• [WORK ITEM]:
Every line of the material must appear in the answer exactly as it does here.

RECORDS SUPPLIED START

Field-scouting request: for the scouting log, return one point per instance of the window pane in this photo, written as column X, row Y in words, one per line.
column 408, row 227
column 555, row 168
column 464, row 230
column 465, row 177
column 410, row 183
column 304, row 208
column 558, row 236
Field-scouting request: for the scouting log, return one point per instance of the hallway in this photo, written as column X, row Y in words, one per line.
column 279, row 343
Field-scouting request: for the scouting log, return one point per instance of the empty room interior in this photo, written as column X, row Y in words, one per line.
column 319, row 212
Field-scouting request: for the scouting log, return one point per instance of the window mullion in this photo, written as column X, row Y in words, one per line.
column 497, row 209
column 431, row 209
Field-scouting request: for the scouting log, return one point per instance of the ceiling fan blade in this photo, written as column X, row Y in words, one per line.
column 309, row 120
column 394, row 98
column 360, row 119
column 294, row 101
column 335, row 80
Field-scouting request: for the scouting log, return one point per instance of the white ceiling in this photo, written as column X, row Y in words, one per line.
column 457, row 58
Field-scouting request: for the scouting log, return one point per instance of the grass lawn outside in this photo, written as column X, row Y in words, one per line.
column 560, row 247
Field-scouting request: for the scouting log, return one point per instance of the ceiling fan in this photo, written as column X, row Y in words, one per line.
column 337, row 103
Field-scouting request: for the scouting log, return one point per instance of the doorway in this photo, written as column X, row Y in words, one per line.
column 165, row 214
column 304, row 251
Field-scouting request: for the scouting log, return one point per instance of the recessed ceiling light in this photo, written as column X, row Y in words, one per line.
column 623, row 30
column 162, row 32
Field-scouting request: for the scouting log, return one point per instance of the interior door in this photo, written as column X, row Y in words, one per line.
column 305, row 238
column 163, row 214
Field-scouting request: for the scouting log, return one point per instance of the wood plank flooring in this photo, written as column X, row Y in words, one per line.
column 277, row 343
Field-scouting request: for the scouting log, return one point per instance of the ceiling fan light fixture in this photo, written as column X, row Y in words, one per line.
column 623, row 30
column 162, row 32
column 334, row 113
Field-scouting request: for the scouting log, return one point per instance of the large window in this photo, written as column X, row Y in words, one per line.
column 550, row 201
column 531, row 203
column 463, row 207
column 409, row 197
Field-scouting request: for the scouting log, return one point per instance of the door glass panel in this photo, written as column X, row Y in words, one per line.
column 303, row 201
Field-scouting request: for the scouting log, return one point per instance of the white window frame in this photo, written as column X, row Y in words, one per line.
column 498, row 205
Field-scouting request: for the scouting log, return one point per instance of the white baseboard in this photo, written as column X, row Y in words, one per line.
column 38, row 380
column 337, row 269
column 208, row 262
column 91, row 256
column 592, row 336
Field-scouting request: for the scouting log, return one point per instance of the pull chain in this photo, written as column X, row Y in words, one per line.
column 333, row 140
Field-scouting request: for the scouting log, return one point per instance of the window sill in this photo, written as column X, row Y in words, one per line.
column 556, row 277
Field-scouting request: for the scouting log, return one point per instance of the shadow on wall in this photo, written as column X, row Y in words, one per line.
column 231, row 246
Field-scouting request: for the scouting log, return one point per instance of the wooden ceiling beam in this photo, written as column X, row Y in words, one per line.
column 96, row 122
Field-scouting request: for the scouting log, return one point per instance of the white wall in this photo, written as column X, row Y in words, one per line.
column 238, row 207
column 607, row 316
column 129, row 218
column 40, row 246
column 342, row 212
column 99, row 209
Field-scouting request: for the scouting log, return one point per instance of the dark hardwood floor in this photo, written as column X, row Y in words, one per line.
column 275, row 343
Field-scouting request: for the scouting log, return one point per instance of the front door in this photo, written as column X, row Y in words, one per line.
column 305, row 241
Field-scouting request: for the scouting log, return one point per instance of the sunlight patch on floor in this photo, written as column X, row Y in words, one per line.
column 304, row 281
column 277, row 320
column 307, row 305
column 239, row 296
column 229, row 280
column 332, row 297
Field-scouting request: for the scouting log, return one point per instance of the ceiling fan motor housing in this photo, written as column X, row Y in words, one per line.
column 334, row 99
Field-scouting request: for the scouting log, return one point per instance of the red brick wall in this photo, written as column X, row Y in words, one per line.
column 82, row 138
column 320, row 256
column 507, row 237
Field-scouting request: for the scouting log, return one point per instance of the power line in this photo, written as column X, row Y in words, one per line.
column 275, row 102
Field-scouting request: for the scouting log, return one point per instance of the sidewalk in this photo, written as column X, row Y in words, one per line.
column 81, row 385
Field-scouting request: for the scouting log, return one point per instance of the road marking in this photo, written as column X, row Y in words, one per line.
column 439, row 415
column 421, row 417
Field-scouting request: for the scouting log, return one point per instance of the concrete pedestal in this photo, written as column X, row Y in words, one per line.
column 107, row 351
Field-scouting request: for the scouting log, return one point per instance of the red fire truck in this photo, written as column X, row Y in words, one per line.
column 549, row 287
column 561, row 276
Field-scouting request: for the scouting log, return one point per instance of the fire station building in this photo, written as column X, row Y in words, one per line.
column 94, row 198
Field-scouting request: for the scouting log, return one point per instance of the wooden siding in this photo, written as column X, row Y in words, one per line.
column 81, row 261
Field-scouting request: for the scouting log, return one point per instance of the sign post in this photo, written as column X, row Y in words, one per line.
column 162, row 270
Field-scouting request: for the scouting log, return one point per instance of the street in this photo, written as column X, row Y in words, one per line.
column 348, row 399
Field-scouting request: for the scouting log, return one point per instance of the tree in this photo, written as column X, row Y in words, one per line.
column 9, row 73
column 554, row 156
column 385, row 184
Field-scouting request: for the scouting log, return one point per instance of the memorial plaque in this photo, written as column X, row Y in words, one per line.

RECORDS SUPPLIED END

• [RESPONSE FOR THIS EXERCISE]:
Field-scouting request: for the scouting log, return one point per instance of the window pane in this photo, written as column X, row Y in words, one per line.
column 408, row 227
column 555, row 168
column 464, row 230
column 465, row 177
column 410, row 183
column 304, row 208
column 558, row 236
Field-scouting request: for the scouting log, return one point per instance of the hallway in this photo, written as column X, row Y in words, one per line.
column 279, row 343
Field-scouting request: for the scouting log, return one point per instance of the empty room interior in this photo, written as column X, row Y in words, one per line.
column 319, row 212
Field-scouting request: for the scouting log, return one point per instance of the window mullion in this photo, written as column X, row Y in words, one per line.
column 497, row 209
column 431, row 209
Field-scouting request: for the scouting log, return one point per instance of the ceiling fan blade in this photo, written as column X, row Y in words, one per line.
column 309, row 120
column 394, row 98
column 360, row 119
column 294, row 101
column 335, row 80
Field-scouting request: for the scouting log, return one point per instance of the white ceiling in this photo, written as column X, row Y in words, one per line.
column 457, row 58
Field-scouting request: for the scouting log, return one point per instance of the grass lawn outside in this photo, written as column X, row Y in words, one per line.
column 560, row 247
Field-scouting request: for the scouting log, return one point per instance of the ceiling fan in this photo, written as column X, row Y in words, one per line.
column 337, row 103
Field-scouting request: for the scouting log, return one point per instance of the doorway in this photo, written as column X, row Y in words, one per line.
column 165, row 214
column 304, row 251
Field-scouting request: for the scouting log, return one point per instance of the recessed ceiling light in this photo, written as column X, row Y in words, one per line.
column 623, row 30
column 162, row 32
Field-scouting request: for the scouting log, return one point per instance of the interior door in this photo, written as column X, row Y in words, one per line.
column 305, row 238
column 163, row 214
Field-scouting request: for the scouting log, return one point per instance of the wood plank flooring in this photo, written as column X, row Y in words, one per line.
column 277, row 343
Field-scouting request: for the scouting log, return one point per instance of the ceiling fan light fixture in this photo, written as column X, row Y in words, one per line.
column 623, row 30
column 162, row 32
column 334, row 113
Field-scouting request: for the scouting log, return one point per instance of the large window in this photo, written as column X, row Y in words, one per line.
column 550, row 201
column 531, row 203
column 463, row 207
column 409, row 197
Field-scouting request: for the scouting log, return one point per instance of the door glass panel in this photo, written as column X, row Y in words, one per line.
column 303, row 201
Field-scouting request: for the scouting log, return one point per instance of the white window frame in this photo, written as column X, row Y in words, one per line.
column 498, row 205
Field-scouting request: for the scouting log, return one point per instance of the white baseboard in this photo, written as column X, row Y in words, one per line.
column 38, row 380
column 337, row 269
column 208, row 262
column 91, row 256
column 592, row 336
Field-scouting request: for the scouting log, return one point per instance of the pull chain in this photo, written as column X, row Y in words, one per line.
column 333, row 140
Field-scouting request: for the scouting log, return one point per instance of the window sill in this photo, written as column X, row Y in words, one per line.
column 556, row 277
Field-scouting request: for the scouting log, return one point per instance of the shadow on wall in this photo, written as column X, row Y in words, one per line.
column 231, row 246
Field-scouting request: for the scouting log, return one point per instance of the wooden ceiling beam in this photo, written as column X, row Y in words, one per line.
column 96, row 122
Field-scouting request: for the scouting log, return one point per instance of the white wall in this photo, written as column X, row Y in words, one per line.
column 238, row 207
column 607, row 316
column 129, row 218
column 40, row 246
column 342, row 212
column 99, row 209
Field-scouting request: for the scouting log, return one point per instance of the dark hardwood floor in this photo, written as column X, row Y in words, one per line.
column 275, row 343
Field-scouting request: for the scouting log, return one point per instance of the front door in this photo, written as column X, row Y in words, one per line.
column 305, row 241
Field-scouting request: for the scouting log, return one point per instance of the sunlight patch on floor in this photo, written as column X, row Y in words, one per line.
column 304, row 281
column 277, row 320
column 307, row 305
column 239, row 296
column 229, row 280
column 332, row 297
Field-scouting request: for the scouting log, return one point per instance of the ceiling fan motor housing in this photo, written as column X, row Y in words, one per line.
column 334, row 99
Field-scouting request: for the scouting log, return one point per instance of the red brick wall in this photo, written as column X, row Y in words, one per line.
column 82, row 138
column 320, row 256
column 507, row 237
Field-scouting request: for the scouting log, return one point per instance of the power line in this photo, written as column X, row Y in words, one per line.
column 275, row 102
Field-scouting request: for the scouting log, return one point per instance of the sidewalk in this photo, written as column X, row Y in words, one per line.
column 81, row 385
Field-scouting request: for the scouting log, return one point per instance of the road marking in this photo, written as column X, row Y in words, one per line.
column 439, row 415
column 421, row 417
Field-scouting request: for the scouting log, return one point per instance of the concrete pedestal in this photo, written as column X, row Y in words, one per line.
column 107, row 351
Field-scouting request: for the scouting log, return one point per instance of the red fire truck in this photo, written as column X, row Y in words, one per line.
column 549, row 287
column 561, row 276
Field-scouting request: for the scouting log, return one point per instance of the fire station building in this photo, written as column X, row Y in words, one per line.
column 94, row 198
Field-scouting request: for the scouting log, return one point per instance of the wooden siding in this photo, written as column X, row Y in words, one per line.
column 81, row 261
Field-scouting request: for the scouting log, return one point per instance of the sign post in this photo, written as column X, row Y in words, one per line.
column 162, row 270
Field-scouting request: for the scouting log, return one point per instance of the street in this photo, written as column X, row Y in words, one per line.
column 348, row 399
Field-scouting request: for the scouting log, return one point per instance of the tree in this photo, written as column X, row Y in words, one per line.
column 9, row 73
column 554, row 156
column 385, row 184
Field-scouting request: for the scouting log, return one point per instance of the memorial plaque in this photo, written as column X, row Y in words, one per line.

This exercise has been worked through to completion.